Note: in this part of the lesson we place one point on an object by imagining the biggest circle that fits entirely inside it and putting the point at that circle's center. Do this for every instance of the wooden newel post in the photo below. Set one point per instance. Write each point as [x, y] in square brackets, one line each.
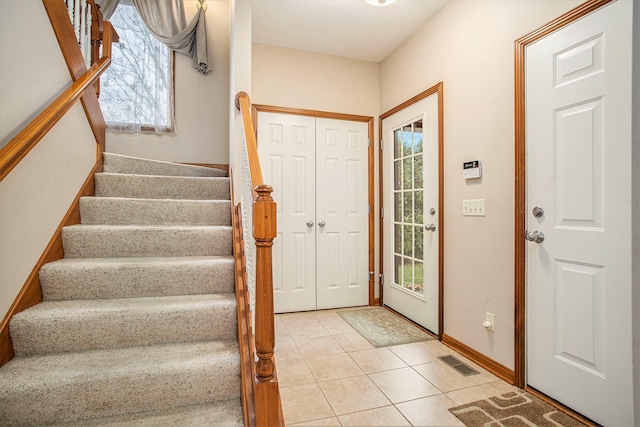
[264, 231]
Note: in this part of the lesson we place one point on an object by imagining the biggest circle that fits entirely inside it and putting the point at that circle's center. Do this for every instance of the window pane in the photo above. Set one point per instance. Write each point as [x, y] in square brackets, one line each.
[137, 88]
[397, 207]
[418, 171]
[407, 140]
[397, 144]
[418, 244]
[407, 173]
[398, 238]
[419, 207]
[408, 207]
[397, 175]
[418, 277]
[417, 137]
[408, 240]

----------------

**Directions:**
When you copy the entries, keep every word exactly as it stands and drop any pictures.

**Answer below:**
Note: in this part of the lesson we place one point on an object by imagining the biggest circle that fits entirely inside it and putting the point at that circle's center. Do this for every instance of the wooden newel post in the photo below. Set one point per instance. Write each point as [x, y] in square brackets, one line each.
[264, 231]
Note: in this part of the lesson we place one point on an object by imagining the biggest circle that fits entirely inside it and putting the point at that circle's center. Do this for every instance of the window pane in the photo above. Set one point per instance. Write each point as [x, y] in square brackets, one line each.
[137, 88]
[397, 207]
[418, 171]
[407, 140]
[397, 144]
[418, 244]
[407, 173]
[398, 238]
[419, 207]
[408, 207]
[397, 175]
[418, 277]
[417, 137]
[408, 240]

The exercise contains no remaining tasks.